----- Text segment -----

Coat of arms of the Buchanans of Cunninghamhead.

The Cunninghamhead Estate is in the 21st century mainly a residential caravan park with two private residences near Irvine, Scotland. It was once a private estate, owned by a sequence of recorded families since around 1418. The Mansion House, one of Britain's lost houses, was built in 1747; it was destroyed by fire in the early 1960s, whilst renovation work was being carried out. The old mansion and castle have been lost, however the stables are still a residence, whilst the Gardner's Cottage survive as ruins. From 1964, work was carried out, first to use the estate as a chicken farm and later as holiday and residential, caravan park and camping site, making most of the rural location. Circa 2003 the site was significantly redeveloped to become a residential caravan park exclusively for the use of retired and semi-retired persons.

-----

:: What to work on ::
1. According to the Cunninghamhead Estate text, in what year was the Mansion House built?
2. List every four-digit year that appears in the Cunninghamhead Estate text.
3. From the Cunninghamhead Estate text, extract the passage from "Coat of arms" up to and including "and semi-retired persons.".

----- Given information -----

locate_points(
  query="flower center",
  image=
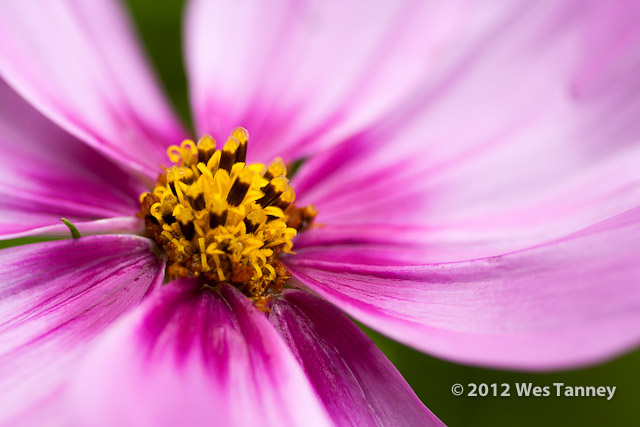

-----

:: Numbered answers ::
1. 1747

2. 1418, 1747, 1964, 2003

3.
Coat of arms of the Buchanans of Cunninghamhead.

The Cunninghamhead Estate is in the 21st century mainly a residential caravan park with two private residences near Irvine, Scotland. It was once a private estate, owned by a sequence of recorded families since around 1418. The Mansion House, one of Britain's lost houses, was built in 1747; it was destroyed by fire in the early 1960s, whilst renovation work was being carried out. The old mansion and castle have been lost, however the stables are still a residence, whilst the Gardner's Cottage survive as ruins. From 1964, work was carried out, first to use the estate as a chicken farm and later as holiday and residential, caravan park and camping site, making most of the rural location. Circa 2003 the site was significantly redeveloped to become a residential caravan park exclusively for the use of retired and semi-retired persons.